| Extrait de page |
La récession économique et les très graves répercussions sociales qui sont en train de se produire partout, elles représentent pas seulement un brûlant échec, mais elles obligent la communauté internationale et la société civile à considérer la mondialisation un événement social planétaire et pas un simple phénomène d’interdépendances comptables entre économies.

Avec toute évidence, soit dans le champ financier et commercial, comme dans le secteur social, la situation contemporaine réclame des institutions et de nouvelles règles pour gérer les effets malheureux d’une crise qu’elle pouvait être prévenue. Pourquoi alors faut-il changer ? Pourquoi donc faut-il repenser une nouvelle mondialisation pour demain ? Parce que de nouvelles bulles financières, tôt ou tard, produiront d’autres véritables désastres. L’exclusion sociale qui dérive par cette crise est socialement corrosive et politiquement explosive.

(Entrées tirées d'une collection)
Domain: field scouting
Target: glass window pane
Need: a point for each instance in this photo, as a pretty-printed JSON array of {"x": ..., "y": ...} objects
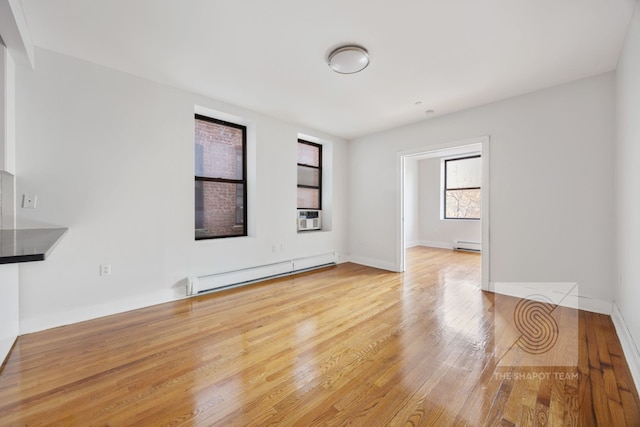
[
  {"x": 464, "y": 204},
  {"x": 219, "y": 209},
  {"x": 308, "y": 154},
  {"x": 464, "y": 173},
  {"x": 308, "y": 176},
  {"x": 308, "y": 198},
  {"x": 218, "y": 151}
]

| Tâches à réaliser |
• A. D'après le texte sur la mondialisation, quelle raison justifie de repenser une nouvelle mondialisation pour demain ?
• B. Poursuivez le texte sur la mondialisation au-delà de sa dernière phrase.

| Résultats |
• A. De nouvelles bulles financières produiront tôt ou tard d'autres véritables désastres.

• B.
L’intégration entre compétitivité mondiale et désintégration sociale n’a pas été une condition favorable à un nouveau statut de bien-être. De nouveaux modèles, en revanche, ils pourront faire fleurir de nouvelles conditions de confiance : une confiance créatrice et laborieuse. La richesse n’équivaut pas simplement à un PIB, mais à l’ensemble de conditions qu’ils concourent à former une nouvelle idée de bien-être.